─── AVAILABLE DATA

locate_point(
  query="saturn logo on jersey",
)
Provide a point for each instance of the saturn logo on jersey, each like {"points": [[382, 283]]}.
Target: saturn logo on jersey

──────

* [WRITTEN REQUEST]: Convert every line of the entries above into a Markdown table with the columns Row and Line. Number the rows in order and omit any blank lines.

* [SOLVED EXERCISE]:
| Row | Line |
|---|---|
| 1 | locate_point( |
| 2 |   query="saturn logo on jersey", |
| 3 | ) |
| 4 | Provide a point for each instance of the saturn logo on jersey, each like {"points": [[382, 283]]}. |
| 5 | Target: saturn logo on jersey |